-- start Quoted passage --
Date: Fri, 26 Jan 2001 12:29:21 -0800 Dale McLerran "SAS(r) Discussion" Dale McLerran Discretizing continuous vars (was Proc GLM) To: peter.flom@ndri.org text/plain

Folks,

Let me put in my \$.02. Discretizing a continuous variable for use as a predictor variable is a very common artifice in the epidemiological literature. This is usually performed so that the epidemiologist can make some statement about relative risks for some outcome, and convey the RR in a simple manner to their colleagues (or at least an approximation to the RR). Now, it needs to be understood exactly what discretizing the continuous predictor variable actually is doing: it allows the user to fit a nonlinear curve to the data. Moreover, this nonlinear curve is discontinuous at the break points. This is an ugly model if I ever saw one. It says that the response is homogeneous within the (artificially) chosen intervals, and that from the end of one interval to the beginning of the next there is often a significant difference in the response. Now, I ask whether it is reasonable to believe that dietary habits (consumption of fruits and vegetables, percent energy from fat) change dramatically from age 34 to age 35, or from age 59 to age 60. I really suspect not, but these are commonly employed models. I would have to agree with Peter that risk for all kinds of poor outcomes related to low birth weight do not change dramatically from 1499 grams to 1500 grams. The risks are probably even greater if the infant weighs 1100 grams than if the infant weighs 1499 grams. And a child that weighs 1501 grams probably is at more risk for poor outcomes than a child who weighs 2300 grams.

Now, I work with epidemiologists. I have fit many a regression model in which age has been discretized into 3 or 4 intervals. For simple presentation in epidemiological journals, these are the accepted standards. I will not chastise too loudly that this should not be done, although I have tried to suggest alternatives to my colleagues. I have absolutely no doubt that the models which use discretized continuous variables are biased. There are likely very few circumstances in which a noncontinuous response are reasonable. (I leave the door open for a few such outcomes. However, they do not regularly present themselves.)

I have lately been working with an epidemiologist who has had something of an epiphany regarding these issues. When he came to me, he had collaborated with another statistician in the use of flexible regression functions. In particular, for that collaboration they had employed Generalized Additive Models (GAMs). I am not a great fan of GAMs. When you are done fitting the model, can you state the regression equation? I don't believe that GAMs do provide a simple expression. However, there are other tools which allow for flexible regression modelling which yield functions with simple expressions. I had long thought that restricted cubic splines could be a very useful tool for modelling nonlinear (or suspected nonlinear) functions of continuous variables. We are currently using spline methods. Unlike GAMs, with splines you can plug in a value for some continuous predictor and get directly an estimated response. However, even though you may be able to return an estimate directly, it may still be difficult to convey the shape of the response without resorting to graphical methods. This is the direction which I believe we ought to be headed with the modelling of the relationship between responses and continuous covariates: fit some sort of flexible regression and graphically display the fitted response.
-- end Quoted passage --
-- start Excerpted data --
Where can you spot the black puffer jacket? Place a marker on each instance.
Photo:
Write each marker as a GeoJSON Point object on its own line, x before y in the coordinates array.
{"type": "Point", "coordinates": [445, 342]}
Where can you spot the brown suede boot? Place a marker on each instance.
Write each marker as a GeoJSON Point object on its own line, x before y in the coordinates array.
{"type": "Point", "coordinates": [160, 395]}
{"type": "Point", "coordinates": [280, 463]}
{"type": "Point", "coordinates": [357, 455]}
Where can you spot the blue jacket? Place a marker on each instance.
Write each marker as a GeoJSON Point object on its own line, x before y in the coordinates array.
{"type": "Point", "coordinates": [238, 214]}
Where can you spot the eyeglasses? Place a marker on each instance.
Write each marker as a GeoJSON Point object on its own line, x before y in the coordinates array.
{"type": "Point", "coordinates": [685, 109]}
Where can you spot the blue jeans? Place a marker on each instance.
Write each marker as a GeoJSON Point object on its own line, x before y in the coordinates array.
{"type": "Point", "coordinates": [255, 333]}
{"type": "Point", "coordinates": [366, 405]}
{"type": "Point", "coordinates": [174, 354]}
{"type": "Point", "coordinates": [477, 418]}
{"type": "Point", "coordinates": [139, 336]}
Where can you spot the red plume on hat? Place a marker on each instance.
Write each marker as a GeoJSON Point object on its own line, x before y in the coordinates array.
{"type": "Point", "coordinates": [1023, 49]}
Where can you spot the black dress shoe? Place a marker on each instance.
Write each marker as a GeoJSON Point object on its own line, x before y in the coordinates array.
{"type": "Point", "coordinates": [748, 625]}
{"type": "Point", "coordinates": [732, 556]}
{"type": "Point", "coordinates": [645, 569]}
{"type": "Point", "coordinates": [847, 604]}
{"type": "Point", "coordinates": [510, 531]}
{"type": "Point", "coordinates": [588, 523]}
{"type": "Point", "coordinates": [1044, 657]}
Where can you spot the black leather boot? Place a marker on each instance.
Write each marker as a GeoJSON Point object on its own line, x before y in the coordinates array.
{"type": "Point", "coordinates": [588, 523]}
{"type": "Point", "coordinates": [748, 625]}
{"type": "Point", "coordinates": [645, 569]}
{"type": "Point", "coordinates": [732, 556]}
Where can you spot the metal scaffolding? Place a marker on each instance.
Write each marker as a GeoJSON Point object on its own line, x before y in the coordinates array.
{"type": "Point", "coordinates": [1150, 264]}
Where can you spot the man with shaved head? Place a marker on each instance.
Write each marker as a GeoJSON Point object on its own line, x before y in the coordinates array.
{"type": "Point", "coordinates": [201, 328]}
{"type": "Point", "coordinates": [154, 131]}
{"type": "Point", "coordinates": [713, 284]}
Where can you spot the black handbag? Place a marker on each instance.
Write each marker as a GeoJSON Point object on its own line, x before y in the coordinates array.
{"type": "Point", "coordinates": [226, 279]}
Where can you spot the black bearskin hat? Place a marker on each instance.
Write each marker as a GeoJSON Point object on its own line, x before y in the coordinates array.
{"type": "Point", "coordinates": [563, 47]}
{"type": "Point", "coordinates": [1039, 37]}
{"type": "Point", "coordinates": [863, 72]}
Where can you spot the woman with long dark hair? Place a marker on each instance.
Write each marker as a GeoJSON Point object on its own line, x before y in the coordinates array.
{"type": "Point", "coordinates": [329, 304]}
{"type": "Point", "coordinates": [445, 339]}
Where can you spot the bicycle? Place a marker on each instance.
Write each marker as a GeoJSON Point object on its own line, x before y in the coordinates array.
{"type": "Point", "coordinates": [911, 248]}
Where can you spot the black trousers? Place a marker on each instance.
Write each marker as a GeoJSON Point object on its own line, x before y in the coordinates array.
-- end Excerpted data --
What is required:
Rewrite the post on discretizing continuous variables, starting at the words "Now, I work" and ending after "regularly present themselves.)", with "age" changed to "income". Pay no attention to the listing; it has no part in any of this.

Answer to the task:
Now, I work with epidemiologists. I have fit many a regression model in which income has been discretized into 3 or 4 intervals. For simple presentation in epidemiological journals, these are the accepted standards. I will not chastise too loudly that this should not be done, although I have tried to suggest alternatives to my colleagues. I have absolutely no doubt that the models which use discretized continuous variables are biased. There are likely very few circumstances in which a noncontinuous response are reasonable. (I leave the door open for a few such outcomes. However, they do not regularly present themselves.)